*Job a:* In the devotion on Moses below, why did Moses flee Egypt?

Devotion for August 18, 2025
By James Boice

Lessons from Failure
Exodus 2:11–15
He struck down the Egyptian and hid him in the sand. Exodus 2:12

There is no reason, nor is it possible, to defend Moses’s murder of the Egyptian taskmaster. In his speech before the Sanhedrin, Stephen tells us that “He supposed that his brothers would understand that God was giving them salvation by his hand” (Acts 7:25). But the results were different from his expectations. First, the people rejected his leadership. Then, when Pharaoh heard of his deed and tried to have Moses killed, Moses knew he could not survive in Egypt and fled the country.

Why did things turn out as they did? The obvious answer is that Moses needed to learn some important lessons before he was ready to lead the people out. But it is also true that we need to learn these lessons too. In the providence of God, Moses’s plans were permitted to go astray so that we might be encouraged and learn from our failures when the same things happen to us. Thus we learn, one, “Apart from me you can do nothing” (John 15:5). We learn what we are capable of if we go our own way instead of God’s. And we learn that we can do something utterly right one moment and something utterly wrong the next. Moses’s choice to identify with his people rather than to enjoy the power and pleasures of Egypt and then to kill an Egyptian to try to be his people’s deliverer is one example.

*Job b:* In the records, reproduce verbatim the stretch from the line containing "Robotics grasp planner here. Where is the gold" through the line containing "top-left (1008, 268), bottom-right".

[Excerpts from a detection dataset]

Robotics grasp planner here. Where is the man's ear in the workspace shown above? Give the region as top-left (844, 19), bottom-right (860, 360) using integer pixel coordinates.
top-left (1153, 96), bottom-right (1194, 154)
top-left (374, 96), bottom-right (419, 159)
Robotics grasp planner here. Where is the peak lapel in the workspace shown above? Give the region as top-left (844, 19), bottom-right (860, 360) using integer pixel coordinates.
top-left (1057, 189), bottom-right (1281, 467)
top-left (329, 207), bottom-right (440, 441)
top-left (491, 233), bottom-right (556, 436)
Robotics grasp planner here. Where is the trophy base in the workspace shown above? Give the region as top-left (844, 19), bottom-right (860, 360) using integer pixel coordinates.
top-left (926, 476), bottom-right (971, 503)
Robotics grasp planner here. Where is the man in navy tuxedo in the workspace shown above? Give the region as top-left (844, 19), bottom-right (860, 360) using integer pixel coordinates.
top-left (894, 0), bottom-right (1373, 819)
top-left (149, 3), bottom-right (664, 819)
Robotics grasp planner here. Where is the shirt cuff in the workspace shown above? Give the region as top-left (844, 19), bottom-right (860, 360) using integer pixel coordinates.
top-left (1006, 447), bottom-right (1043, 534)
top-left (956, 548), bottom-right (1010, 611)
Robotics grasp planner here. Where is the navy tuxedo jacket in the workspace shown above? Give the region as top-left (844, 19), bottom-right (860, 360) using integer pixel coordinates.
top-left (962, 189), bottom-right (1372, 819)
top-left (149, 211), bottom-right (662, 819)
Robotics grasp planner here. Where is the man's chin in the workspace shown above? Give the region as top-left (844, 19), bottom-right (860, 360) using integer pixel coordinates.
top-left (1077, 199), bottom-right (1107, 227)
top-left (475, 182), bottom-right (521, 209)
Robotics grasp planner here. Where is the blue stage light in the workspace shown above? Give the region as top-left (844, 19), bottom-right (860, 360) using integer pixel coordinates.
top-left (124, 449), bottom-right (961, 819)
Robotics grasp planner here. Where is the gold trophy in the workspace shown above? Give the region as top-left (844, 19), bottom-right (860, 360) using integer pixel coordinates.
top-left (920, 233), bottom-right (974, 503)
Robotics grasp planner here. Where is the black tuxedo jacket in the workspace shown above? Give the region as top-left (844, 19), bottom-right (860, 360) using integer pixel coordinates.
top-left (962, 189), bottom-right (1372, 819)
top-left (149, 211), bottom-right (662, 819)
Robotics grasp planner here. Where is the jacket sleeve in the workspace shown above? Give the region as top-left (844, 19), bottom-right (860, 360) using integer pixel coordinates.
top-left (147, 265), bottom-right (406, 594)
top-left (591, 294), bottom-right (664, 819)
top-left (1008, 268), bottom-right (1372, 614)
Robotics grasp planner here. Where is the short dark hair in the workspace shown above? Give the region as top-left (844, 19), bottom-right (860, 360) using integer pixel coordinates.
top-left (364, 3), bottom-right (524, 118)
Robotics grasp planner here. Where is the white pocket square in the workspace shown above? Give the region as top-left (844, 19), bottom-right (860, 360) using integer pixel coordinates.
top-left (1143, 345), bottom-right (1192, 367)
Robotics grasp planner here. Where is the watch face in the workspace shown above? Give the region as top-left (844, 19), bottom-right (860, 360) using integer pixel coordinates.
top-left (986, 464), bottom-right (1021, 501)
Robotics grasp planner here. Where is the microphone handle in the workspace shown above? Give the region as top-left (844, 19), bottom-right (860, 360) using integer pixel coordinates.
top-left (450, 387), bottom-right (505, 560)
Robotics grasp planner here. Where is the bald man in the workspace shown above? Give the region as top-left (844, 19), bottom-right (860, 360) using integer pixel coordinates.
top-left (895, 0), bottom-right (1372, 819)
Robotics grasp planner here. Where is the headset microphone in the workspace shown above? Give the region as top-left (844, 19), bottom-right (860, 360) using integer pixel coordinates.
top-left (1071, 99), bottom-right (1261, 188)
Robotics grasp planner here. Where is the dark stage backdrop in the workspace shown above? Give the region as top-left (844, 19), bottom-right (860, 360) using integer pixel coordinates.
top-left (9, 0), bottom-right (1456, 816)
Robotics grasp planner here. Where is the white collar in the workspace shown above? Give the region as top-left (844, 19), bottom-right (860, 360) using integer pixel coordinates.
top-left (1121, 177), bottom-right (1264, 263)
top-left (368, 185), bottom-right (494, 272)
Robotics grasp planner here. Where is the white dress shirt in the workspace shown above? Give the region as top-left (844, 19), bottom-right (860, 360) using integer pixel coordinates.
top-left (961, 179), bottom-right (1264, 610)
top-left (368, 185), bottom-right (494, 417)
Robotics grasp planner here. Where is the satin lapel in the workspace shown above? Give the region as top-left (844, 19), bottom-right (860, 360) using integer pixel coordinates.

*Final answer a:* Pharaoh heard that Moses had killed the Egyptian taskmaster and tried to have him killed. Moses then knew he could not survive in Egypt, so he fled the country.

*Final answer b:*
Robotics grasp planner here. Where is the gold trophy in the workspace shown above? Give the region as top-left (844, 19), bottom-right (860, 360) using integer pixel coordinates.
top-left (920, 233), bottom-right (974, 503)
Robotics grasp planner here. Where is the black tuxedo jacket in the workspace shown above? Give the region as top-left (844, 19), bottom-right (860, 360) using integer pixel coordinates.
top-left (962, 189), bottom-right (1372, 819)
top-left (149, 211), bottom-right (662, 819)
Robotics grasp planner here. Where is the jacket sleeve in the workspace shown above? Give the region as top-left (844, 19), bottom-right (860, 360) using integer pixel coordinates.
top-left (147, 265), bottom-right (406, 594)
top-left (591, 294), bottom-right (664, 819)
top-left (1008, 268), bottom-right (1372, 614)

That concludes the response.